━━ Page excerpt ━━

If you have fuel and spark and it still won't go, check the compression pressures (mine started even though the rings were gummed up and the compression was negligble). Check the valve timing by turning the engine by hand and observing the rockers at the same time - both should be closed when the piston reaches TDC (feel for the little poof of escaping gas getting past your thumb as you hold it over the spark plug hole. It is a surprisingly powerful poof at times and should indicate enough compression to start the engine.

And as final after-thought, did you use choke when trying to start last time?

Cheers Charlie

dreamin'
31st May 2009, 06:15 PM
...If there is fuel, work backwards from the spark plugs checking for a strong blue spark...


Thanks Chazza

Fuel idefintely OK, at least as far as the carb - but no blue spark.

Faint sparking between contact points opened with a screwdriver, as you suggested, but nothing from spark plug leads or lead from coil.

━━━
━━ Data lines ━━

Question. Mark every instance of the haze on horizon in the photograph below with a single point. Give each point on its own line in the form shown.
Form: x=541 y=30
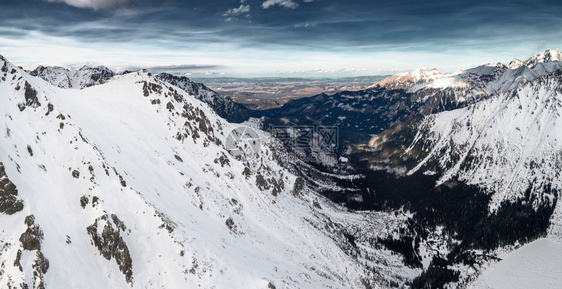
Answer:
x=256 y=38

━━━

Requests:
[a] Return the part of the forum thread about the engine that won't start from "If you have" up to and including "start last time?", copied word for word.
[b] List every personal name or username that appears in the forum thread about the engine that won't start.
[c] Extend the forum thread about the engine that won't start with a few more sentences that carry on from its final sentence.

Set of answers:
[a]
If you have fuel and spark and it still won't go, check the compression pressures (mine started even though the rings were gummed up and the compression was negligble). Check the valve timing by turning the engine by hand and observing the rockers at the same time - both should be closed when the piston reaches TDC (feel for the little poof of escaping gas getting past your thumb as you hold it over the spark plug hole. It is a surprisingly powerful poof at times and should indicate enough compression to start the engine.

And as final after-thought, did you use choke when trying to start last time?

[b]
Charlie
dreamin'
Chazza

[c]
As you may have gathered, I'm a bit new to electrics, so live in hope I can fix this with an inexpensive replacement part - maybe the coil? Apart from taking the old one in (or even older Lucas model found in the toolbox), is there a particular brand/spec that I should be going for, or avoiding?

The electrics further 'upstream' is a nightmare - tangled, frayed and perished wiring, grommets and ominous loose ends, painted over in places. I will need to sort it all out properly but for now I just want a strong blue spark. If the coil sound like the culprit I'll get one tomorrow.

Thanks again

D

JDNSW
31st May 2009, 07:03 PM
.....
Faint sparking between contact points opened with a screwdriver, as you suggested, but nothing from spark plug leads or lead from coil.

As you may have gathered, I'm a bit new to electrics, so live in hope I can fix this with an inexpensive replacement part - maybe the coil? Apart from taking the old one in (or even older Lucas model found in the toolbox), is there a particular brand/spec that I should be going for, or avoiding?.......

When testing the spark by opening the points with a screwdriver, are you making sure the screwdriver does not short the points?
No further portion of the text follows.